++++ Dataset excerpts ++++

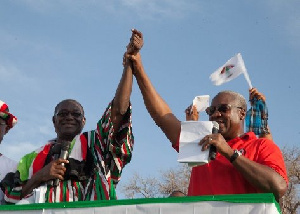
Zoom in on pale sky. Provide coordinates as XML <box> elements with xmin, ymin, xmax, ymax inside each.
<box><xmin>0</xmin><ymin>0</ymin><xmax>300</xmax><ymax>198</ymax></box>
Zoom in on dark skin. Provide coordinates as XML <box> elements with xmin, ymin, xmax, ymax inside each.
<box><xmin>22</xmin><ymin>30</ymin><xmax>143</xmax><ymax>197</ymax></box>
<box><xmin>129</xmin><ymin>30</ymin><xmax>287</xmax><ymax>200</ymax></box>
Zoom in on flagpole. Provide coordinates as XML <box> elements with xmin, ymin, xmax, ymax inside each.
<box><xmin>243</xmin><ymin>69</ymin><xmax>253</xmax><ymax>89</ymax></box>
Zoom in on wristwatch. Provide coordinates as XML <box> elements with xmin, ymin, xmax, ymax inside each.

++++

= Written instruction =
Repeat every item above word for word, leaving out the pictures.

= Expected answer =
Zoom in on pale sky. Provide coordinates as XML <box> elements with xmin, ymin, xmax, ymax inside each.
<box><xmin>0</xmin><ymin>0</ymin><xmax>300</xmax><ymax>198</ymax></box>
Zoom in on dark skin. Provide coordinates as XML <box> elements with xmin, ymin, xmax, ymax inside each.
<box><xmin>22</xmin><ymin>30</ymin><xmax>143</xmax><ymax>197</ymax></box>
<box><xmin>129</xmin><ymin>30</ymin><xmax>287</xmax><ymax>200</ymax></box>
Zoom in on flagpole. Provide coordinates as XML <box> elements with xmin, ymin, xmax, ymax inside each.
<box><xmin>243</xmin><ymin>69</ymin><xmax>253</xmax><ymax>89</ymax></box>
Zoom in on wristwatch. Provide coordinates as XML <box> elements with xmin, ymin, xmax, ymax inside each.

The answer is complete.